Change every "instance" in the rows below to "occurrence", and leave everything else as it is.

┌──

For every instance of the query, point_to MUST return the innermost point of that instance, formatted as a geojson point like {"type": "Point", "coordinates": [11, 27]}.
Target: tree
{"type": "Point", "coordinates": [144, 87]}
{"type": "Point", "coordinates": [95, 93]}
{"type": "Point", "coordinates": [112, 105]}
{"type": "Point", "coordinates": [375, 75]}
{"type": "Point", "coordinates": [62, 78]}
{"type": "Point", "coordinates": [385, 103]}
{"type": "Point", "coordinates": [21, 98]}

└──

■ **Correct result**:
For every occurrence of the query, point_to MUST return the innermost point of that occurrence, formatted as a geojson point like {"type": "Point", "coordinates": [11, 27]}.
Target: tree
{"type": "Point", "coordinates": [144, 87]}
{"type": "Point", "coordinates": [95, 93]}
{"type": "Point", "coordinates": [112, 105]}
{"type": "Point", "coordinates": [375, 75]}
{"type": "Point", "coordinates": [62, 78]}
{"type": "Point", "coordinates": [385, 103]}
{"type": "Point", "coordinates": [21, 98]}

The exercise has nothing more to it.